● What is being asked: Report back every line from the entries below in which the word "mountain" occurs.

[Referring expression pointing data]
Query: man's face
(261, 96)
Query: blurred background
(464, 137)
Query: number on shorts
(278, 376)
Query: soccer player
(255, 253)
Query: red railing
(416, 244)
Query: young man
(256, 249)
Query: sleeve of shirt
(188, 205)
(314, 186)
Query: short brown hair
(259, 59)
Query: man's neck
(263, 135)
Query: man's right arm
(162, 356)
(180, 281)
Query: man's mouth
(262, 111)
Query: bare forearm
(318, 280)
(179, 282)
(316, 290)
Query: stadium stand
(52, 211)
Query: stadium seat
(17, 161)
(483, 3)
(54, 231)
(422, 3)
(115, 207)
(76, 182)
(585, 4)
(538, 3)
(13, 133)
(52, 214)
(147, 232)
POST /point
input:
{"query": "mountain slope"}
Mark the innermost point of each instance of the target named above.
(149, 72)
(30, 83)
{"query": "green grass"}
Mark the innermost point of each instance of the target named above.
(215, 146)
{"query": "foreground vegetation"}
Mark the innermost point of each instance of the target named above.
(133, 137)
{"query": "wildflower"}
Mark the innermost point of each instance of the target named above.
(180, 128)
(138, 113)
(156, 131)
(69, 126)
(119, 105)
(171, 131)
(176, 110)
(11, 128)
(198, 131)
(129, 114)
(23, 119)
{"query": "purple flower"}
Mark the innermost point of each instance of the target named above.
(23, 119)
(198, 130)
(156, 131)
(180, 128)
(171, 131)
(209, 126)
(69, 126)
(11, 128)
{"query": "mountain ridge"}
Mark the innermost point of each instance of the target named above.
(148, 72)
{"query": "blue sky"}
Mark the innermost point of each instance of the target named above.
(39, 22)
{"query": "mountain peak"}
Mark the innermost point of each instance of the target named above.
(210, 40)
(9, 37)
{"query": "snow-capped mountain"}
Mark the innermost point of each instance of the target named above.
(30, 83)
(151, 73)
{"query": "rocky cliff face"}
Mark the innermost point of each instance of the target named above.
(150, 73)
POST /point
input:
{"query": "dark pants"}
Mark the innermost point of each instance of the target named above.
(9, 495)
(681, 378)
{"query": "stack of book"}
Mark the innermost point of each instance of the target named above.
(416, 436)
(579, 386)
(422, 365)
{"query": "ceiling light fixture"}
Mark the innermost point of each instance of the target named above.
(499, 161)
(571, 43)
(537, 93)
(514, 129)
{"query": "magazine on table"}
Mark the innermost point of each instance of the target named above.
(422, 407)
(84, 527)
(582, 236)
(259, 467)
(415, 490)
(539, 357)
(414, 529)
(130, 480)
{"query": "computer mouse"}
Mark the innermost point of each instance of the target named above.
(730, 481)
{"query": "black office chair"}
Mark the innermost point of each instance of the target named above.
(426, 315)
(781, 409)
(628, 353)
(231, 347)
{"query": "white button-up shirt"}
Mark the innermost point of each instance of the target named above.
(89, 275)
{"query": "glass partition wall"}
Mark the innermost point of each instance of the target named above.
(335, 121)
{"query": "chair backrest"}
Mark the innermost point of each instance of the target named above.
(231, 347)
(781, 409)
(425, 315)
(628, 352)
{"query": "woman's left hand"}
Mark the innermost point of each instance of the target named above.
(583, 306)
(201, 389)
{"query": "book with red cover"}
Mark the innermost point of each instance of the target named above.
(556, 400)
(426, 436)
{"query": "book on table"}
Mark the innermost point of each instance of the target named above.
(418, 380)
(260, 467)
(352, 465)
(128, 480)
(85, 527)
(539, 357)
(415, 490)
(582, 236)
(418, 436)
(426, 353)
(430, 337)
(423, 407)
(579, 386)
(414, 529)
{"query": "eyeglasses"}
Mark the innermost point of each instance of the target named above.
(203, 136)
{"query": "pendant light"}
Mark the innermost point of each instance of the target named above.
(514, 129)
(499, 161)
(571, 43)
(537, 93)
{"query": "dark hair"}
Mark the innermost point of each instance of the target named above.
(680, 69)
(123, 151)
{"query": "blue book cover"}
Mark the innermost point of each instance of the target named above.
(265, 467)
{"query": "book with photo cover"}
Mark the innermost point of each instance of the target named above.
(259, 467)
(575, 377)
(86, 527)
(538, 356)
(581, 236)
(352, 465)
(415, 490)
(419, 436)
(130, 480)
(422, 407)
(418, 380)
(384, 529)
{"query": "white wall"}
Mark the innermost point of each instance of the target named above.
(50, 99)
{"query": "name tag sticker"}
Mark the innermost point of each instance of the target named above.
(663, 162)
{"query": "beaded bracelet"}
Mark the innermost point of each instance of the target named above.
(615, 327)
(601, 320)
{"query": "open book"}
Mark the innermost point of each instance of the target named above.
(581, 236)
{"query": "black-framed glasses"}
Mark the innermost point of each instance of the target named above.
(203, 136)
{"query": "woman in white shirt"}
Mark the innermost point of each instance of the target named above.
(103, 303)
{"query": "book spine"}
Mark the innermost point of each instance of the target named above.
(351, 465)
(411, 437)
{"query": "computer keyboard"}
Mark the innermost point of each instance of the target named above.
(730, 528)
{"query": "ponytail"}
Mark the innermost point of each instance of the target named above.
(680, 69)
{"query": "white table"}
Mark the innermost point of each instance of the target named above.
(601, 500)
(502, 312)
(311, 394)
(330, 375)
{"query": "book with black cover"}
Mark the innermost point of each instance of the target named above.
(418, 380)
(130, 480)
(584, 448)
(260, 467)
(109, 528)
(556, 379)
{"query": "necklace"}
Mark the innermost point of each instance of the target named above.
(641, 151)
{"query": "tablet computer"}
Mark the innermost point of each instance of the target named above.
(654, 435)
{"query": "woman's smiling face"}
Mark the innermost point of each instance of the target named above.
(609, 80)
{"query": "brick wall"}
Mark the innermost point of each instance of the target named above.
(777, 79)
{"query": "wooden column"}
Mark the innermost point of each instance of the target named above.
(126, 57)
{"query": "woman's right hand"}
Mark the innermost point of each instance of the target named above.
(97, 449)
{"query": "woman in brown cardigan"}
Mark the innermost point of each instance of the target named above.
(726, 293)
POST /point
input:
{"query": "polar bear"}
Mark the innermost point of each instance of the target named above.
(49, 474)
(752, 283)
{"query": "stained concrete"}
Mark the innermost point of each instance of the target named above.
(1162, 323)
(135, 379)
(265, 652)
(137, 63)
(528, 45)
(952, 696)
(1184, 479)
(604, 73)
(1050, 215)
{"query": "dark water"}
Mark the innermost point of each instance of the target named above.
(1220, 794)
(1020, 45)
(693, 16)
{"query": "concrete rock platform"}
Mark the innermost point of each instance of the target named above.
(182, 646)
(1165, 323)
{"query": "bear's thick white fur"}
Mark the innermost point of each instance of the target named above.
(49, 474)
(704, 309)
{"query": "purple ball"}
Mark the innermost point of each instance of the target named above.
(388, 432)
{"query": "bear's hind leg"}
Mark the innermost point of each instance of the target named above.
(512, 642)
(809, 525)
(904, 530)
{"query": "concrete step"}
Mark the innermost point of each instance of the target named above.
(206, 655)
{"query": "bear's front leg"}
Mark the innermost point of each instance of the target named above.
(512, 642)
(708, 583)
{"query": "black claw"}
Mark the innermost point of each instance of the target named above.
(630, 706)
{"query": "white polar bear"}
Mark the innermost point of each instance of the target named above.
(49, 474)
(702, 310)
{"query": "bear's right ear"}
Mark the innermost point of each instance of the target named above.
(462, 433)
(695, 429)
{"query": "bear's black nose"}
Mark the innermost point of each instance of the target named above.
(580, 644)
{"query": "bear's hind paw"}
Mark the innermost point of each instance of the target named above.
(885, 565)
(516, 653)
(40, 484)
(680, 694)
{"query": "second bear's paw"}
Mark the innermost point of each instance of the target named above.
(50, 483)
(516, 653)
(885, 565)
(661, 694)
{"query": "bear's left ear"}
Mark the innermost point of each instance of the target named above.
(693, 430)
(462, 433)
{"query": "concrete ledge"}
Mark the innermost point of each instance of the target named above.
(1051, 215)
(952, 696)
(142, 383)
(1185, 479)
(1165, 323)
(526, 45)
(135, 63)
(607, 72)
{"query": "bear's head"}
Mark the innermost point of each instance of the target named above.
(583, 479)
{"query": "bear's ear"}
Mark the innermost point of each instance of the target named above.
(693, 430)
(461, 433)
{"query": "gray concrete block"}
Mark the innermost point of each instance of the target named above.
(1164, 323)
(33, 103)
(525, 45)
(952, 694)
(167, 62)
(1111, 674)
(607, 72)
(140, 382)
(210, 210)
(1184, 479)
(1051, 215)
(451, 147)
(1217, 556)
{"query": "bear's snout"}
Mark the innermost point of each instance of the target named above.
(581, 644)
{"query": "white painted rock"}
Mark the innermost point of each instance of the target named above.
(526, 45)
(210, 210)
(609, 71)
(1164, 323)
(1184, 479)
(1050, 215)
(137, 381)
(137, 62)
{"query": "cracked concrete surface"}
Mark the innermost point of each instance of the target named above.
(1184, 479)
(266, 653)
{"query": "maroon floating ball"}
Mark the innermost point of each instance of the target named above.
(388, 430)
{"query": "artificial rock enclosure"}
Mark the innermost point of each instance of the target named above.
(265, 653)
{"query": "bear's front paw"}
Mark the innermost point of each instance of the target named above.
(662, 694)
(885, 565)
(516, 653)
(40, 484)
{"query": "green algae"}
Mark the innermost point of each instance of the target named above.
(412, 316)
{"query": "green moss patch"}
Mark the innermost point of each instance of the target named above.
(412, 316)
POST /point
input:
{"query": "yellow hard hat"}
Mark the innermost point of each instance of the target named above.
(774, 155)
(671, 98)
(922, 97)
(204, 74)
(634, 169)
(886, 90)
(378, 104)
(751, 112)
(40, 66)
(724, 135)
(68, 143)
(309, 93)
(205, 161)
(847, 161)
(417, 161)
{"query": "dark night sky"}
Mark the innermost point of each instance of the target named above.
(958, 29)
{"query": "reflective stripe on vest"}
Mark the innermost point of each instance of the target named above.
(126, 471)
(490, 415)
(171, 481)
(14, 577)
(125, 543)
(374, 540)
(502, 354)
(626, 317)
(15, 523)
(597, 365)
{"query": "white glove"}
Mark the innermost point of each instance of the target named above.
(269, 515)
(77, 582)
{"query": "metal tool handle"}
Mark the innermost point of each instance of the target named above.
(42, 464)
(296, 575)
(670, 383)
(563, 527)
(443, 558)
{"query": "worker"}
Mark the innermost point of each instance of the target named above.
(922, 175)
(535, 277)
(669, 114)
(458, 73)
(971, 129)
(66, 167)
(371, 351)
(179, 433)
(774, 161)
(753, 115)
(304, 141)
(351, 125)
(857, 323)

● Result for this task:
{"query": "mountain slope"}
{"query": "mountain ridge"}
{"query": "mountain peak"}
{"query": "snow-capped mountain"}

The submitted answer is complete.